▶ _Exercise requirements_:
1. Decide whether each statement below agrees with the abstract on brain MRI and cognition in Alzheimer's disease. Answer each with yes or no, and quote the exact words of the abstract that settle it. (a) Singular value decomposition is applied to the input data matrices to obtain PC scores. (b) CCA is used to determine the number of components that will lie in the joint subspace. (c) The individual subspaces are determined before the joint subspace.
2. Extend the abstract on brain MRI and cognition in Alzheimer's disease by writing what would follow its last sentence.

▶ _Selected passage_:
Joint and individual statistical analysis of brain MRI and cognition measures in Alzheimer's Disease
Raphiel Jamale Murden1, Deqiang Qiu2, and Benjamin B Risk2
1Biostatistics and Bioinformatics, Emory University, Atlanta, GA, United States, 2Emory University, Atlanta, GA, United States
Canonical Joint and Individual Variation Explained incoroporates a step to impute missing data and uses a computationally efficient permutation test to estimate the joint rank. Patterns of variation shared between measures of brain atrophy and cognition areassociated with diagnoses.
Schematic of the CJIVE process. Singular value decomposition (SVD) is applied to the input data matrices (far left) to obtain dimension-reduced PC scores. Next, a permutation test is used to determine the number of components that will lie in the joint subspace. CCA is applied to the PC scores and a weighted average of canonical variables determines the joint subspace. Finally, individual subspaces can be determined by the orthogonal complement of the joint subspace within the respective PC subspaces.

(Items listed in a dataset)
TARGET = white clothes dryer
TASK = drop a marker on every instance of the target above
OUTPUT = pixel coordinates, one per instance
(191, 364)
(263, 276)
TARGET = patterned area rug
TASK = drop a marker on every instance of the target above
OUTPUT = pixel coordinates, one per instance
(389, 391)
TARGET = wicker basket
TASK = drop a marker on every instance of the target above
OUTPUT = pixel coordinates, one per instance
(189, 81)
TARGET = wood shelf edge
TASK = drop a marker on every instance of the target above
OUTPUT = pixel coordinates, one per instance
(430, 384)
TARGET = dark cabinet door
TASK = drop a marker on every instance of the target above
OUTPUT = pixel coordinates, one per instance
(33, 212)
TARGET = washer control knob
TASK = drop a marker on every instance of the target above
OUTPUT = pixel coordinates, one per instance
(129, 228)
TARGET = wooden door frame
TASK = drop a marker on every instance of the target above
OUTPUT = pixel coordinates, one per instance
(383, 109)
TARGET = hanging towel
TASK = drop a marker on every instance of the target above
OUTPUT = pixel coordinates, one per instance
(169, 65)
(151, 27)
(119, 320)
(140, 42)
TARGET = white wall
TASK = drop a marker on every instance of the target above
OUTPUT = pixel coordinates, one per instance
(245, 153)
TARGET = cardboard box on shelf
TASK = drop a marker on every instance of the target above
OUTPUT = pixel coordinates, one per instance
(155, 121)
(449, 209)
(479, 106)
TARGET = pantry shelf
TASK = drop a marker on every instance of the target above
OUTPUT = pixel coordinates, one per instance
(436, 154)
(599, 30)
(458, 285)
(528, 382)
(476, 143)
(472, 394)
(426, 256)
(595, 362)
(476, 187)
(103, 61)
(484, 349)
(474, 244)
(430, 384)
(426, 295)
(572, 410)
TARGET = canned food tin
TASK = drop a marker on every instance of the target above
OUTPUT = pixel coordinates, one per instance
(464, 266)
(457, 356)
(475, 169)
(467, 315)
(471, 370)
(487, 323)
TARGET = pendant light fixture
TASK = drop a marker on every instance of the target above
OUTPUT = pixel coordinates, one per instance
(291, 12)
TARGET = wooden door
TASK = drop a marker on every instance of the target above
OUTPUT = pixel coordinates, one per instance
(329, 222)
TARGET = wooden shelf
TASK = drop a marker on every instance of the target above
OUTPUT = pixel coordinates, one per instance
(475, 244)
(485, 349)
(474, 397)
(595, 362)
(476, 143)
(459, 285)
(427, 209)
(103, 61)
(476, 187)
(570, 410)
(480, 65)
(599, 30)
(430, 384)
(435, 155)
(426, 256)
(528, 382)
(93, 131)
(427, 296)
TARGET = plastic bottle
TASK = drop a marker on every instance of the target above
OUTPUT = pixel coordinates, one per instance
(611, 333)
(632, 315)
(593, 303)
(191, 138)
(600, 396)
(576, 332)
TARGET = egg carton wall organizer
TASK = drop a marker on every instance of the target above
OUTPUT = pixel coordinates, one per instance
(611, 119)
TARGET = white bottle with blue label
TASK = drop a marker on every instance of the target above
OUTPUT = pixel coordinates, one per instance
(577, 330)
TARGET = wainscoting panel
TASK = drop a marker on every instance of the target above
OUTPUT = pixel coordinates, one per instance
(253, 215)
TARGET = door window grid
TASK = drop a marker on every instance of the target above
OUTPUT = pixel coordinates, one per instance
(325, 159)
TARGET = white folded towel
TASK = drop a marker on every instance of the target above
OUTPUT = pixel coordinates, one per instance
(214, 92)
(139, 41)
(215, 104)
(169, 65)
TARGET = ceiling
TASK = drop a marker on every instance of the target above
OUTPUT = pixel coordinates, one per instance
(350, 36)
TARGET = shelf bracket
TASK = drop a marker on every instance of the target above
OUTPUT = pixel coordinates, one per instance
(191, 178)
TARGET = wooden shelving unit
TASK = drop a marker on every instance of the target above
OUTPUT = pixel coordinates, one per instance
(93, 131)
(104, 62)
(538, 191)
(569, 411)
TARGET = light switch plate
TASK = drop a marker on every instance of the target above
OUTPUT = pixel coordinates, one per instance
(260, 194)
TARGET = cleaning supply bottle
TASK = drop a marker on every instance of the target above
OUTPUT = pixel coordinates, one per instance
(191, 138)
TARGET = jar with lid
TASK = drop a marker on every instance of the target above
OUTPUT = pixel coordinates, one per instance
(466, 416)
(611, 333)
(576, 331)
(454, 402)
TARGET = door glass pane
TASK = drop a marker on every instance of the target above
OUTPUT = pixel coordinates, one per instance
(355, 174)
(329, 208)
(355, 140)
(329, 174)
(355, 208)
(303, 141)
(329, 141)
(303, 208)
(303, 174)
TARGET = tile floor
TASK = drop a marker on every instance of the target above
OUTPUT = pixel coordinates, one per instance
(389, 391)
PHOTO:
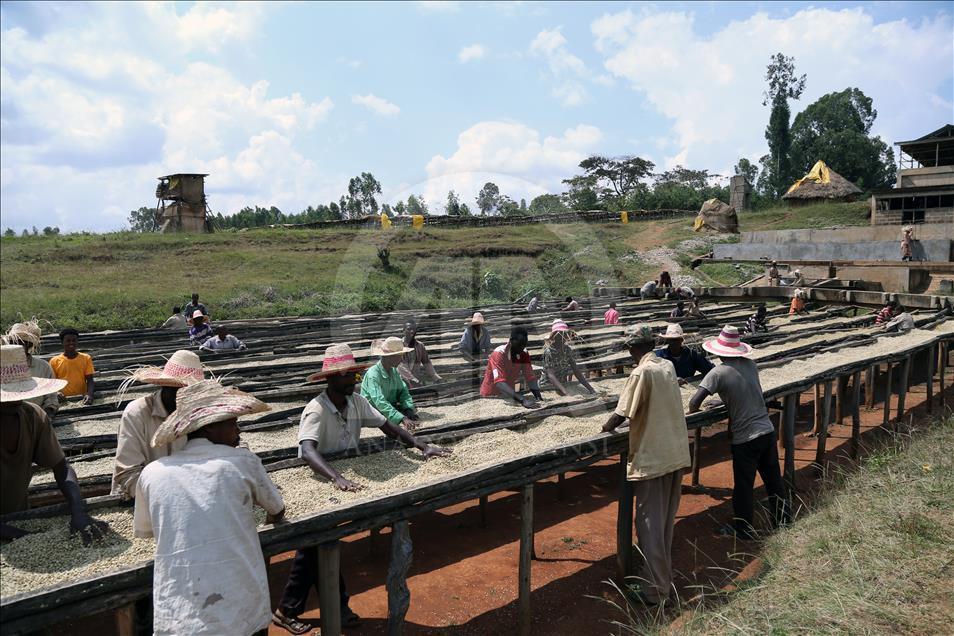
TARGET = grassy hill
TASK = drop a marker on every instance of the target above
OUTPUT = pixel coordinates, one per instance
(124, 280)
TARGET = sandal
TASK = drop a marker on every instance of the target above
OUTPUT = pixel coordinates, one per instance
(290, 623)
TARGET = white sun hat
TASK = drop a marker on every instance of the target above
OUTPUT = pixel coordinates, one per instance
(16, 383)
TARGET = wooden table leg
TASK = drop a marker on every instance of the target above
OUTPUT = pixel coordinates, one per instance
(526, 541)
(855, 414)
(399, 595)
(624, 525)
(823, 430)
(329, 594)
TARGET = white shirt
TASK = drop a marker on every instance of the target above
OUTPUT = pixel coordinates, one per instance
(322, 422)
(209, 575)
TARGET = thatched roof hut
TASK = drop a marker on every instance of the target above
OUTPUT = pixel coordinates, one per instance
(821, 184)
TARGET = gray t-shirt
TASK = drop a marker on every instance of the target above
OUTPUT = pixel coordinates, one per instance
(736, 381)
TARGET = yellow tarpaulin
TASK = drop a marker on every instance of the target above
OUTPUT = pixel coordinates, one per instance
(819, 174)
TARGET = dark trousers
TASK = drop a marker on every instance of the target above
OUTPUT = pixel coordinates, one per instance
(759, 454)
(303, 577)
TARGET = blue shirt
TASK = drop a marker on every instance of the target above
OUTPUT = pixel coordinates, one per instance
(688, 363)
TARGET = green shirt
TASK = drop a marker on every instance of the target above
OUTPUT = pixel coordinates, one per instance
(387, 392)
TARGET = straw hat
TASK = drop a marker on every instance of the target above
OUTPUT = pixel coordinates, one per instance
(728, 344)
(182, 369)
(204, 403)
(16, 383)
(476, 319)
(390, 346)
(338, 358)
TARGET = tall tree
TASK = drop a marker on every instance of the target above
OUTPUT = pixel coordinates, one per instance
(783, 85)
(837, 129)
(488, 198)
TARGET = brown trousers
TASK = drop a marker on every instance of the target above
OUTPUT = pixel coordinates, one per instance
(657, 501)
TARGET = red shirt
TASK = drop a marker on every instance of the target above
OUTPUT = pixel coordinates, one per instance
(500, 368)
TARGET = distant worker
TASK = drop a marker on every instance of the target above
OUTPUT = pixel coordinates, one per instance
(559, 360)
(201, 330)
(416, 367)
(688, 362)
(758, 322)
(507, 364)
(658, 455)
(648, 290)
(383, 386)
(29, 335)
(176, 321)
(223, 341)
(475, 341)
(193, 306)
(75, 367)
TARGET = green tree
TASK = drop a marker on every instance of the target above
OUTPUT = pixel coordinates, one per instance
(783, 85)
(488, 198)
(837, 129)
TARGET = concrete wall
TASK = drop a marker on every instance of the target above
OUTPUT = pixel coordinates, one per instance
(855, 250)
(859, 233)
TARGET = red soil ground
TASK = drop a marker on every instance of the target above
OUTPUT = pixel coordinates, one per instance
(464, 576)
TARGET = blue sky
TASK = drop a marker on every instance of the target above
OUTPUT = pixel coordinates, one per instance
(282, 103)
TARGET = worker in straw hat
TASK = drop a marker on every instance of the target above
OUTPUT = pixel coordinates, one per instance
(736, 381)
(384, 387)
(29, 335)
(143, 417)
(658, 455)
(475, 341)
(209, 572)
(687, 362)
(332, 422)
(26, 438)
(559, 360)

▶ _Answers to the exercises_:
1.
(a) Yes: "Singular value decomposition (SVD) is applied to the input data matrices (far left) to obtain dimension-reduced PC scores."
(b) No: "a permutation test is used to determine the number of components that will lie in the joint subspace."
(c) No: "Finally, individual subspaces can be determined by the orthogonal complement of the joint subspace within the respective PC subspaces."

2.
Joint Loadings for component 1. Temporal lobe ROI measures were most prominent among morphometry loadings, including both thickness and volume. ADAS and MMSE dominated cognition loadings (bottom) and both have been shown as excellent diagnostic tools. The proportions of total variation explained by the first joint component were 0.147 for morphometry and 0.467 for cognition. Proportions explained by the second component (not shown) were 0.025 and 0.044 for morphometry and cognition, respectively.